Written exercise:
Rewrite every one of the rows below, changing each "indicate" to "mark" and leaving everything else unchanged, and omit the pictures.

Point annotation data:
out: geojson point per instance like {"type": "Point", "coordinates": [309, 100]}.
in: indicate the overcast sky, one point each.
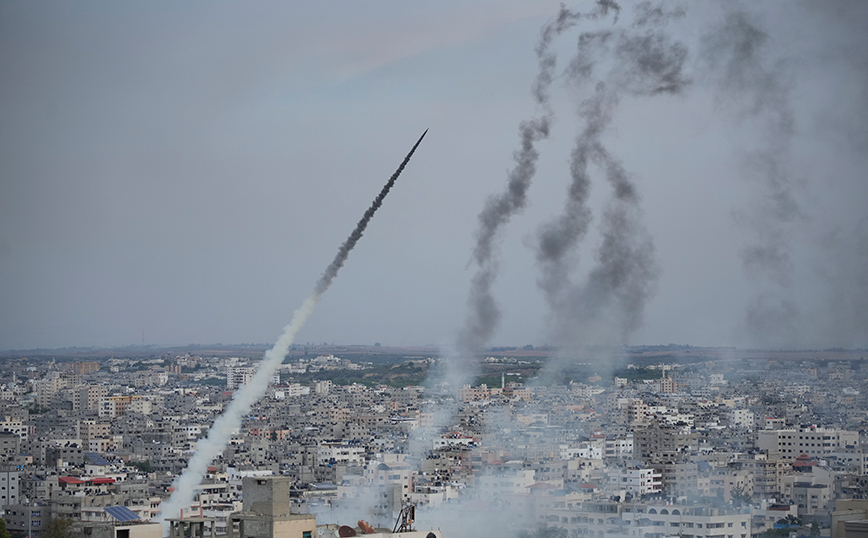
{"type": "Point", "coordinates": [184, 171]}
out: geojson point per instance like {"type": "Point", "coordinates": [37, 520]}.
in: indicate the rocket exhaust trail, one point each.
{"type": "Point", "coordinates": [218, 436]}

Exercise result:
out: geojson point per instance like {"type": "Point", "coordinates": [309, 100]}.
in: mark the overcast sky, one point each.
{"type": "Point", "coordinates": [184, 171]}
out: geojson point per instance like {"type": "Point", "coordinates": [37, 520]}.
in: mark the rocket exhaust trail, one point each.
{"type": "Point", "coordinates": [218, 436]}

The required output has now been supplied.